Exactly as given, repeat all of the entries.

[start The data]

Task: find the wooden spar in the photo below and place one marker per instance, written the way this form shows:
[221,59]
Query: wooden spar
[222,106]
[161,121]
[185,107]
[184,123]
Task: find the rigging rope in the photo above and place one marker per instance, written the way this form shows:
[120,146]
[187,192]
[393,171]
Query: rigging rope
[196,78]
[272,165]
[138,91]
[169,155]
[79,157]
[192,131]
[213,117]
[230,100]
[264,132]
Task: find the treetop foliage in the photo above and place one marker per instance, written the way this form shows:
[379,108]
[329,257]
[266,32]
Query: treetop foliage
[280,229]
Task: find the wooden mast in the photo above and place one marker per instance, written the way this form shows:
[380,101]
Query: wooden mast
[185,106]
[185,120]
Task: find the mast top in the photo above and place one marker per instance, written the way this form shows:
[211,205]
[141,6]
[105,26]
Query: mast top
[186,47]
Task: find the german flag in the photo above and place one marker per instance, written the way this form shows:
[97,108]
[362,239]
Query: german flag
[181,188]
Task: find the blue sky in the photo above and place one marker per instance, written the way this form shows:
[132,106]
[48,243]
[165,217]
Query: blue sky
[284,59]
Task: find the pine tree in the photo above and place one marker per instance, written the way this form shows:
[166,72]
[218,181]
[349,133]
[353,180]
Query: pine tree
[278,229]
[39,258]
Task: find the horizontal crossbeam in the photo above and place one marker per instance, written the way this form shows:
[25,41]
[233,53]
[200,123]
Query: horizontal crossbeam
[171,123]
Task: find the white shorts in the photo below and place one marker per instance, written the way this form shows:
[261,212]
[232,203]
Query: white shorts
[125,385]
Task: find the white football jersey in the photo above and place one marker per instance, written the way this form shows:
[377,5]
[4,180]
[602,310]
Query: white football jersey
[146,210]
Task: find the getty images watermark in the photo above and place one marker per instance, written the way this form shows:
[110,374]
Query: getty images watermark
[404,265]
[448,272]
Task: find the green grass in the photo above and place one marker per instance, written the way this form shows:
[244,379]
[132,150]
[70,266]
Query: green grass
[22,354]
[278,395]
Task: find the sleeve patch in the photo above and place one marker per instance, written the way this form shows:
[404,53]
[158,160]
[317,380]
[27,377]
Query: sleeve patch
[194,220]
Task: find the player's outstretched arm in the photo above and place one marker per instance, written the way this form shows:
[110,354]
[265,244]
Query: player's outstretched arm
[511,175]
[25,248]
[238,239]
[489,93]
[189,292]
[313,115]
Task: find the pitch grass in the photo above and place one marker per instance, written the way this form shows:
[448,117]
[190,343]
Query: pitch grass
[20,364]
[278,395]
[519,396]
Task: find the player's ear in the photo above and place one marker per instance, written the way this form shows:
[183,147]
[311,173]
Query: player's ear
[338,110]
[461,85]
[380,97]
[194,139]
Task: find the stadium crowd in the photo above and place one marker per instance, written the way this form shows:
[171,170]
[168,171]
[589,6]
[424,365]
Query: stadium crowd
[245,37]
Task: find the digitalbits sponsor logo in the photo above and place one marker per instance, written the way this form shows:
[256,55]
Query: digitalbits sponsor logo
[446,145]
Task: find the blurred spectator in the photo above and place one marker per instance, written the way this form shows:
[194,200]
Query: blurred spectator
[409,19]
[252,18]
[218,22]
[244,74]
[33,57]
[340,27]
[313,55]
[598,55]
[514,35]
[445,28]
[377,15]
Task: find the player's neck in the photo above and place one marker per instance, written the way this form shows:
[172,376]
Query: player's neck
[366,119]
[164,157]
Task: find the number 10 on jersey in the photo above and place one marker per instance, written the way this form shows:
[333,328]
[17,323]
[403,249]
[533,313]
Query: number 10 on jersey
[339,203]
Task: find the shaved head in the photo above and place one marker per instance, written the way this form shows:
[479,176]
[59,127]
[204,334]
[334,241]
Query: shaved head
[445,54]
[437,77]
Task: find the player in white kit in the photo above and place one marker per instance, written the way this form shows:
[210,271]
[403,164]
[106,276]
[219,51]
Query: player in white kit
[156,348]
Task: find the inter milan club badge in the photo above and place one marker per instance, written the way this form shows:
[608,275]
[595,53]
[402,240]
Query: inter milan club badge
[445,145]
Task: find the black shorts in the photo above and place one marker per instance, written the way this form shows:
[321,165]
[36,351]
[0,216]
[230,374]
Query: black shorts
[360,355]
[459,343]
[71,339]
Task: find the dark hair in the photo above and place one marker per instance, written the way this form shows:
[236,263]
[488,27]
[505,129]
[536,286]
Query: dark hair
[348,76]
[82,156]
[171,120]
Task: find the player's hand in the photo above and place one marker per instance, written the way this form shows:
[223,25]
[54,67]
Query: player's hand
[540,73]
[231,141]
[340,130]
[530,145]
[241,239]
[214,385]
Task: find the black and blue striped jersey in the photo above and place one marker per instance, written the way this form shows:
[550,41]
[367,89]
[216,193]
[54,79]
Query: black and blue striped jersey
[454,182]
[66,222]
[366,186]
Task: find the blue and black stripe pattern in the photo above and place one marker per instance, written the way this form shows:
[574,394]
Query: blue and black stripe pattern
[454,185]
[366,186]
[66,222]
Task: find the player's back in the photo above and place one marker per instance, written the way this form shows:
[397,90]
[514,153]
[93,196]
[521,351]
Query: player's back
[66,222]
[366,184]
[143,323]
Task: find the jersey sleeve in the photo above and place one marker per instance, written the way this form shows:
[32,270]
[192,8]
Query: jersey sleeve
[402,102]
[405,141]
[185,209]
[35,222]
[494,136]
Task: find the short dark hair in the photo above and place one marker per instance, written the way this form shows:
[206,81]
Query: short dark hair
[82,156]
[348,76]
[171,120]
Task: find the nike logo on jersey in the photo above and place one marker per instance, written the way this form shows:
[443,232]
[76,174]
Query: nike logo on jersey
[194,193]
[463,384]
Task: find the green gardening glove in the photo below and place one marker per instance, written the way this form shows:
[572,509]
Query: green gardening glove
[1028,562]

[end The data]

# [Solution to this exercise]
Task: find the wooden spar in the photo below and place one marker per instance, written the way this form shows:
[221,59]
Query: wooden spar
[222,106]
[161,121]
[185,107]
[184,123]
Task: find the rigging rope in the photo above and place one marker per instance, written the way this form shows:
[120,146]
[187,192]
[393,171]
Query: rigging rope
[196,78]
[272,165]
[138,91]
[169,155]
[79,157]
[192,131]
[213,117]
[230,100]
[264,132]
Task: find the treetop foliage in the photo above and place one marker per instance, written the way this form shows:
[379,108]
[329,257]
[266,32]
Query: treetop foliage
[280,229]
Task: find the wooden mast in the photo above and place one marker per instance, written the way this form shows:
[380,101]
Query: wooden mast
[185,106]
[185,120]
Task: find the mast top in the photo above and place one marker per instance, written the way this form shows:
[211,205]
[141,6]
[105,26]
Query: mast top
[186,47]
Task: find the german flag in the photo above and place one marker per instance, written the way this form shows:
[97,108]
[362,239]
Query: german flag
[181,188]
Task: find the blue sky in the photo above and place one marker per instance, written the way this form shows:
[132,106]
[48,243]
[165,217]
Query: blue sky
[284,59]
Task: find the pine tree in the photo above and place one marker per instance, written the way this form shows:
[166,72]
[218,181]
[349,133]
[353,180]
Query: pine tree
[278,229]
[39,258]
Task: find the horizontal crossbeam in the photo above and place one marker per instance, written the way this form shows:
[25,41]
[233,53]
[200,123]
Query: horizontal crossbeam
[171,123]
Task: find the white shorts in the photo below and place one marker per instance, written the way this form shows:
[261,212]
[232,203]
Query: white shorts
[125,385]
Task: find the white football jersey in the photo above and place one marker per instance, written the way this form shows:
[377,5]
[4,180]
[602,310]
Query: white football jersey
[146,210]
Task: find the getty images watermark in the photo above and place one marker per instance, written the way this form shows:
[110,374]
Query: getty images watermark
[404,265]
[448,272]
Task: find the green grass in the photo above and place one marker per instance, written the way this form shows:
[244,379]
[132,150]
[70,266]
Query: green grass
[22,354]
[278,395]
Task: find the sleeve patch in the photo above and place one marker per instance, written the way this form shows:
[404,53]
[158,160]
[317,380]
[27,377]
Query: sleeve patch
[194,220]
Task: find the player's outstretched arm in the photo above and place one marker per instance, written the way this form shows:
[110,354]
[265,244]
Query: player's outstretched arm
[511,175]
[25,248]
[238,239]
[489,93]
[189,292]
[313,115]
Task: find the pitch grass in the photo above and place one marker per instance, written the way this form shows:
[448,117]
[190,343]
Query: pitch grass
[20,364]
[278,395]
[519,396]
Task: find the player's ear in the photo above and place one marker per instance, written the way this form shows:
[183,147]
[311,173]
Query: player's ear
[338,110]
[461,85]
[380,97]
[194,139]
Task: find the stadium crowd in the photo above and place one marker per instance, written the way this form shows:
[171,170]
[168,171]
[589,6]
[424,365]
Query: stadium crowd
[245,37]
Task: find the digitalbits sponsor logo in the photo above and place one marker per instance, written the way this form shows:
[256,55]
Query: digitalbits sponsor logo
[446,145]
Task: find the blurred spectator in the photo above and place one marker per instance, written the way this form shows:
[194,200]
Query: blurred spectator
[409,19]
[252,18]
[218,22]
[244,74]
[33,57]
[340,27]
[313,55]
[598,55]
[514,35]
[445,28]
[377,15]
Task: find the player's neck in the photo above and place one marker per instance, written the way this form shows:
[172,376]
Query: player's neck
[366,119]
[164,157]
Task: find the number 10 on jersey in the photo above and place one marker per instance, written the way this form shows:
[333,328]
[17,323]
[403,249]
[533,313]
Query: number 10 on jersey
[339,203]
Task: find the shaved head in the photo above and place one marker per instance, written the way this form shows:
[479,176]
[59,127]
[204,334]
[334,241]
Query: shaved head
[445,54]
[437,77]
Task: find the player in white kit in the photo above and place one marker per instance, written the way this form shows:
[210,271]
[403,164]
[106,276]
[219,51]
Query: player in white kit
[156,348]
Task: find the inter milan club badge in the photo above and place one marker per instance, written the way this form shows:
[608,275]
[595,53]
[402,240]
Query: inter milan club badge
[445,145]
Task: find the black shorts in the photo above and place one marker per instance, written the way this form shows:
[321,165]
[36,351]
[0,216]
[230,374]
Query: black shorts
[360,355]
[459,343]
[71,339]
Task: find the dark hair in the photo above and place one marker per instance, written the way this form shows:
[236,263]
[488,27]
[505,129]
[536,286]
Query: dark hair
[348,76]
[82,156]
[171,120]
Task: find the player's hand in the photo above and place one marker per instance, written the way this form shows:
[223,25]
[54,67]
Query: player's hand
[540,73]
[231,141]
[340,130]
[530,145]
[241,239]
[214,385]
Task: find the black and blue striped jersey in the photo above and place one marker per instance, written the way this form shows:
[550,41]
[367,89]
[216,193]
[54,79]
Query: black and blue striped jersey
[454,182]
[66,222]
[366,186]
Task: find the blue and black stripe pattern in the photo above and place one marker per instance, written the way this form shows:
[574,394]
Query: blue and black stripe pattern
[454,185]
[366,186]
[66,222]
Task: find the player's back in the photo above and place one marker per instance, written the way this form shows:
[397,90]
[514,153]
[93,196]
[521,351]
Query: player's back
[66,222]
[366,184]
[143,323]
Task: find the jersey sleeve in the photo above and place one marker per instance, written the way this form shows:
[32,270]
[192,8]
Query: jersey sleeve
[402,102]
[405,141]
[185,209]
[35,222]
[494,136]
Task: find the short dark hair in the photo above and place one marker per instance, written the way this form shows:
[206,81]
Query: short dark hair
[82,156]
[348,76]
[171,120]
Task: find the nike logo on jersey in the photo above and place one marker per instance, written the way this form shows:
[443,232]
[76,174]
Query: nike logo on jersey
[194,193]
[463,384]
Task: find the green gardening glove in the photo below and place one marker per instance, written the way this form shows:
[572,509]
Query: green gardening glove
[1028,562]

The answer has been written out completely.